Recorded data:

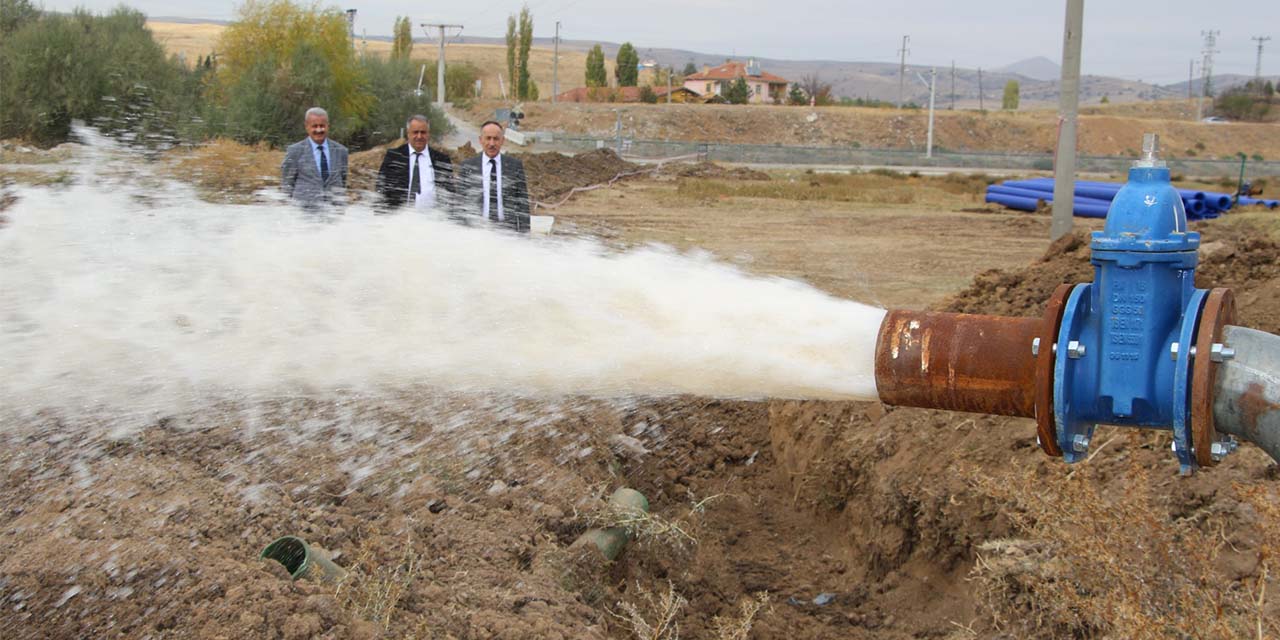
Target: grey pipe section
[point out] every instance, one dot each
(1247, 391)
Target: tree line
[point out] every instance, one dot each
(273, 63)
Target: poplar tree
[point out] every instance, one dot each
(403, 42)
(595, 73)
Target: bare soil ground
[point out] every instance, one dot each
(858, 520)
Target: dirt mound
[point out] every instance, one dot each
(1237, 255)
(554, 174)
(945, 496)
(713, 170)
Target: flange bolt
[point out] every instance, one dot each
(1220, 352)
(1080, 443)
(1074, 350)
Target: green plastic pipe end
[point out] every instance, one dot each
(612, 540)
(302, 560)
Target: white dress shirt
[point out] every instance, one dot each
(484, 170)
(426, 199)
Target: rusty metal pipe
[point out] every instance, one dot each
(1247, 391)
(958, 362)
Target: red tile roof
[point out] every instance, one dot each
(732, 71)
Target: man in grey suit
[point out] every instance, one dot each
(493, 186)
(314, 172)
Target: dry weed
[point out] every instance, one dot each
(739, 627)
(869, 187)
(1104, 558)
(224, 170)
(1266, 503)
(374, 593)
(654, 618)
(652, 529)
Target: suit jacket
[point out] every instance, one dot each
(393, 177)
(515, 191)
(300, 177)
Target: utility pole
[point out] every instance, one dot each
(556, 65)
(1257, 71)
(1191, 78)
(1206, 71)
(1069, 103)
(931, 86)
(901, 69)
(351, 27)
(981, 108)
(952, 85)
(933, 82)
(439, 64)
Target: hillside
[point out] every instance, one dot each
(877, 81)
(1106, 129)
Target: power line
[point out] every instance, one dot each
(1206, 71)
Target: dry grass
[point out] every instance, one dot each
(869, 187)
(654, 617)
(374, 593)
(739, 627)
(650, 529)
(35, 177)
(224, 170)
(1106, 562)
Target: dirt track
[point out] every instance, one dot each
(466, 531)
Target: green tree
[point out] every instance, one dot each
(16, 13)
(796, 96)
(737, 92)
(393, 83)
(526, 40)
(289, 58)
(1010, 100)
(512, 45)
(626, 63)
(595, 72)
(104, 69)
(403, 42)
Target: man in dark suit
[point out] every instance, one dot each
(314, 172)
(414, 173)
(493, 184)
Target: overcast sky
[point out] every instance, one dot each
(1148, 40)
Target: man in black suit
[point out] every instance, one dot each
(415, 174)
(493, 186)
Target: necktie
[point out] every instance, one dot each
(324, 164)
(493, 190)
(416, 184)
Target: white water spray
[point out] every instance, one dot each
(117, 300)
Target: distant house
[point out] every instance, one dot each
(625, 95)
(764, 87)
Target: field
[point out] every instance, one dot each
(200, 40)
(769, 519)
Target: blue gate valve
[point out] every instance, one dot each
(1118, 359)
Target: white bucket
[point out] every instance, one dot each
(540, 224)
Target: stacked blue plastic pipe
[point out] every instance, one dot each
(1093, 199)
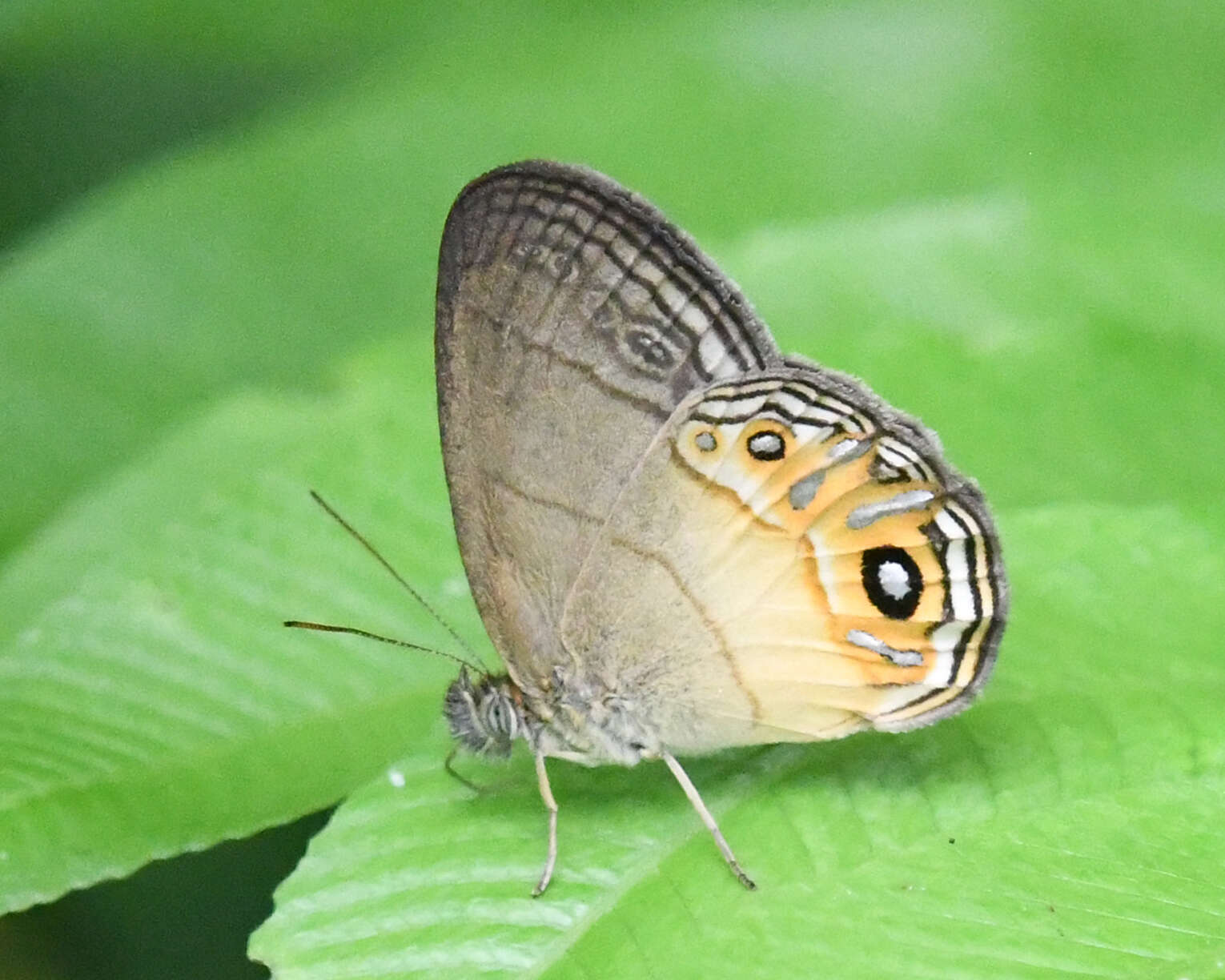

▶ **Exercise aim**
Rewrite all of the recorded data with "Target" replaced by "Object" and everything else left as it is. Omit the pictures from your answer.

▶ **Complete response**
Object: grey pipe section
[point out] every instance, one dot each
(1247, 391)
Object: tree line
[point out] every instance, one dot each
(273, 63)
Object: poplar tree
[point out] every instance, one dot each
(403, 42)
(595, 73)
Object: bare soil ground
[point out] every instance, one dot each
(858, 520)
Object: dirt mound
[point out] every instance, one dot each
(1237, 255)
(554, 174)
(945, 496)
(713, 170)
Object: flange bolt
[point out] every instance, one dot each
(1220, 352)
(1080, 443)
(1074, 350)
Object: green plastic pipe end
[point out] every instance, one dot each
(612, 540)
(302, 560)
Object: white dress shirt
[point out] every instance, one dot each
(484, 170)
(426, 199)
Object: rusty metal pipe
[point out] every instance, one dot each
(1247, 391)
(958, 362)
Object: red tile roof
[point out] every instance, one dot each
(732, 71)
Object: man in grey suit
[point out] every instance, one dot each
(493, 186)
(314, 172)
Object: dry weed
[point out] every instance, one dot each
(739, 627)
(869, 187)
(1104, 558)
(224, 170)
(1266, 503)
(374, 593)
(654, 618)
(652, 529)
Object: suit jacket
[point out] every instance, one dot each
(393, 177)
(515, 191)
(300, 177)
Object: utility pole
[point out] every instance, one dot each
(556, 65)
(1257, 71)
(1191, 78)
(1206, 71)
(1069, 103)
(931, 86)
(901, 69)
(351, 27)
(981, 108)
(952, 85)
(933, 82)
(439, 64)
Object: hillside
[point out] every instance, one dot each
(877, 81)
(1106, 129)
Object: power line
[point out] every instance, one dot each
(1206, 71)
Object: dry grass
[point out] every instance, one dot each
(869, 187)
(654, 617)
(374, 593)
(739, 627)
(650, 529)
(35, 177)
(224, 170)
(1106, 562)
Object: dirt track
[point out] every instance, one dot each
(466, 531)
Object: green tree
[point out] every instance, one dot each
(16, 13)
(796, 96)
(737, 92)
(393, 83)
(526, 40)
(289, 58)
(1010, 100)
(512, 45)
(626, 63)
(595, 72)
(104, 69)
(403, 42)
Object: man in dark suit
[point out] every instance, one dot each
(314, 172)
(414, 173)
(493, 184)
Object: overcast sky
[point out] every instance, one dot each
(1148, 40)
Object: man in black suit
[point out] every instance, one dot each
(415, 174)
(493, 186)
Object: necktie
[point out] every instance, one dot each
(324, 164)
(493, 190)
(416, 184)
Object: white water spray
[point out] every instance, one dot each
(117, 300)
Object: distant house
[point out] every instance, one dot each
(625, 95)
(764, 87)
Object: field
[point out] every instance, one dot each
(200, 40)
(769, 519)
Object: blue gate valve
[point out] every instance, one dot each
(1118, 359)
Object: white bucket
[point out] every instance, one dot each
(540, 224)
Object: stacked blue plastic pipe
[point out] every instance, one dot each
(1093, 199)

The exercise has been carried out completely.